### WORKING DATA ###
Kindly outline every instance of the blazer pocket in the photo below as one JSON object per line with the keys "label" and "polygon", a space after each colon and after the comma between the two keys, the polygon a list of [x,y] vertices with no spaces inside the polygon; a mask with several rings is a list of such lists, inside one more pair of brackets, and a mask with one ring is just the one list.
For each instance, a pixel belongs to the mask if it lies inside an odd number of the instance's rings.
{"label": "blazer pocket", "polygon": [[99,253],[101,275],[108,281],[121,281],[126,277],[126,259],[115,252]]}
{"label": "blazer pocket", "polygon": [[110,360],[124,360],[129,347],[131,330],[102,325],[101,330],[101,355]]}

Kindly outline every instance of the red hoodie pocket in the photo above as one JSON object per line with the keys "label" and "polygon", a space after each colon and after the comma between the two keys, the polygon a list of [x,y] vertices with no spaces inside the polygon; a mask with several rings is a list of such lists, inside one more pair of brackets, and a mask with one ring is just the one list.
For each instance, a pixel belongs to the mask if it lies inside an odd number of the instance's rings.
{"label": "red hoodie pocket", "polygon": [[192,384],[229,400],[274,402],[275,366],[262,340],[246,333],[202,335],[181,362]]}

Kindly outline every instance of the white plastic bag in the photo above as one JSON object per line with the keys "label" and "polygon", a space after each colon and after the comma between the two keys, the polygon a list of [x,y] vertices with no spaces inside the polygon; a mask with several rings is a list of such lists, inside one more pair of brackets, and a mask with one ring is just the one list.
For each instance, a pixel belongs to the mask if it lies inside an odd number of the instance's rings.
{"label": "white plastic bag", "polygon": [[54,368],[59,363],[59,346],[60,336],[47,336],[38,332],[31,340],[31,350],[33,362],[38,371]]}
###
- **WORK TO DO**:
Begin at the line that contains "Kindly outline every instance of the red" and continue through the end of the data. Repeat those lines with "Kindly" swapped for "Please" and everything else unchanged.

- **ANSWER TO THIS EXERCISE**:
Please outline every instance of the red hoodie pocket in the photo above as one JSON object per line with the keys "label" and "polygon", a space after each colon and after the comma between the two keys, the polygon a list of [x,y] vertices with no spaces inside the polygon; a mask with several rings is a list of such lists, inside one more pair of brackets, and a mask with one ring is just the one list.
For each instance, a pixel belongs to the mask if it lies inside an odd number of the instance's rings.
{"label": "red hoodie pocket", "polygon": [[192,384],[229,400],[274,402],[275,366],[262,340],[246,333],[202,335],[181,362]]}

Please outline every instance of the white plastic bag in the photo above as one JSON object per line with the keys "label" and "polygon", a space after each colon and after the comma between the two keys, the polygon a list of [x,y] vertices with no spaces inside the polygon; a mask with several rings is a list of such lists, inside one more pair of brackets, and a mask with one ring is just the one list.
For each instance, a pixel belongs to the mask if it lies inside an odd number of the instance's rings.
{"label": "white plastic bag", "polygon": [[54,368],[59,363],[59,346],[60,336],[47,336],[38,332],[31,340],[31,350],[33,362],[38,371]]}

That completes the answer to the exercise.